Extracted data
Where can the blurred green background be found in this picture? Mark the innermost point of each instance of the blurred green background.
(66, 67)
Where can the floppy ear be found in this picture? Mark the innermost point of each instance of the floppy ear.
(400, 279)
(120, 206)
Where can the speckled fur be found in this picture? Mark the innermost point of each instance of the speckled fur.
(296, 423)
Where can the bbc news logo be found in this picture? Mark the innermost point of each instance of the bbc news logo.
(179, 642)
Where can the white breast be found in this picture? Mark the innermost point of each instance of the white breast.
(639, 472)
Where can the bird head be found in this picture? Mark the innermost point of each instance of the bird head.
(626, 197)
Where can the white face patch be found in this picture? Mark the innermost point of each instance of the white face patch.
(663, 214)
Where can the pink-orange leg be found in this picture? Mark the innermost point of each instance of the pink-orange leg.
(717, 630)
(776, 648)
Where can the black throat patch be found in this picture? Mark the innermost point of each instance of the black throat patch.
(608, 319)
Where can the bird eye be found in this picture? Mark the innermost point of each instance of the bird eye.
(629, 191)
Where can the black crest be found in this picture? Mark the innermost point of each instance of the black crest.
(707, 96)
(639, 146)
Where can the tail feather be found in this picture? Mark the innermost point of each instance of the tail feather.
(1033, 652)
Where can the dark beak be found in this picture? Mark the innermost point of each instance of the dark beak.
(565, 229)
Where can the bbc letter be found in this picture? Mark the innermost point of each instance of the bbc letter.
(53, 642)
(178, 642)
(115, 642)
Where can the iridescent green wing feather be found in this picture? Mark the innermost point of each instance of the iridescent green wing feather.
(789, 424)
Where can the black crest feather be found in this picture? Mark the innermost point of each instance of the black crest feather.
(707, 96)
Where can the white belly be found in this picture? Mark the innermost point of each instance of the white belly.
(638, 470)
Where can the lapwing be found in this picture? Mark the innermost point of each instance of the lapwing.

Task requirements
Copy the entries above exactly, leaving none out.

Written solution
Where can the blurred green background be found in this picture? Mark the innermost point of each instance of the blurred green background.
(66, 67)
Where can the floppy ear be found in this picture? Mark the innermost point of each instance of the floppy ear.
(400, 279)
(120, 206)
Where can the speckled fur be found in this picture? Mark the innermost point of each instance of the speckled fur.
(296, 423)
Where can the bbc news logo be found in this picture? Mark the innermost point of each instance of the bbc news logo.
(179, 642)
Where can the white breast be found in this picture? Mark the innermost point of each instance of the white breast.
(639, 472)
Where can the bird head be found in this picture? Mark the innermost point of each instance of the bird head.
(626, 197)
Where can the white face patch be found in this picture? Mark the innermost point of each instance of the white face patch.
(663, 214)
Where can the pink-orange leg be found in this picture? Mark the innermost point of each instance of the pink-orange leg.
(717, 630)
(776, 648)
Where can the black throat patch be found in this picture? Mark the innermost point of each instance of the black throat patch.
(608, 319)
Where can the bird eye be found in this picture? Mark the innermost point of each instance of the bird eye.
(629, 191)
Where can the black crest be found in this picture? Mark the innermost point of each instance of the black crest.
(707, 96)
(639, 146)
Where can the tail feather be found in this picture? Mark the innermost point of each instance of the tail feather.
(1033, 652)
Where can the dark beak be found in this picture? Mark the innermost point of each instance of the dark beak.
(565, 229)
Where can the bbc letter be found in this picture? Mark the innermost point of each instance of the bbc letter.
(53, 642)
(178, 642)
(115, 642)
Where can the iridescent green wing feather be found in this picture? Mark the innermost point of each instance of the iridescent green wing feather.
(789, 424)
Where can the black crest feather be found in this picture? Mark the innermost point of each instance of the black crest feather.
(707, 96)
Where can the white belly be found in this picture? Mark the innermost point of each instance of the white belly.
(638, 470)
Where can the lapwing be found in this picture? Mark the innermost point of each instance of the lapwing.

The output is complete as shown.